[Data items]
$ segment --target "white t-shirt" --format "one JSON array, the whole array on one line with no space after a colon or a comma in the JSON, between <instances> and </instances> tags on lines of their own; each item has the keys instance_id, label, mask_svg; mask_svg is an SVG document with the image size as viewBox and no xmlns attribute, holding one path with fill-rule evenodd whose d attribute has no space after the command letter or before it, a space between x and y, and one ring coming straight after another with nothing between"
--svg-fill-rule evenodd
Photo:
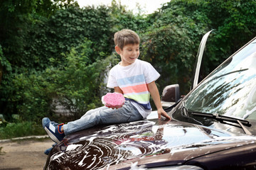
<instances>
[{"instance_id":1,"label":"white t-shirt","mask_svg":"<svg viewBox=\"0 0 256 170\"><path fill-rule=\"evenodd\" d=\"M160 74L150 63L137 59L129 66L122 67L119 64L112 68L107 86L119 86L126 100L131 101L145 118L151 111L150 93L146 84L156 81L159 76Z\"/></svg>"}]
</instances>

→ **WHAT YOU WILL DO**
Lay out every line of the entries above as a JSON list of strings, one string per line, with blank lines dropped and the pictures left out.

→ **REPLY**
[
  "$ segment --target \"white t-shirt\" --format \"one JSON array, the whole array on one line with no space after a colon or a comma in the JSON, between <instances> and </instances> tags on lines of their own; each item has the keys instance_id, label, mask_svg; mask_svg is an SVG document with the image size as viewBox and no xmlns attribute, holding one path with fill-rule evenodd whose d attribute has no space after the command letter or before it, a space between x and y, and one ring coming straight after another with nothing between\"",
  "--svg-fill-rule evenodd",
  "Photo:",
  "<instances>",
  "[{\"instance_id\":1,\"label\":\"white t-shirt\",\"mask_svg\":\"<svg viewBox=\\\"0 0 256 170\\\"><path fill-rule=\\\"evenodd\\\" d=\\\"M160 74L150 63L137 59L129 66L122 67L119 64L112 68L107 86L119 86L126 100L131 101L145 118L151 111L150 93L146 84L156 81L159 76Z\\\"/></svg>\"}]",
  "</instances>"
]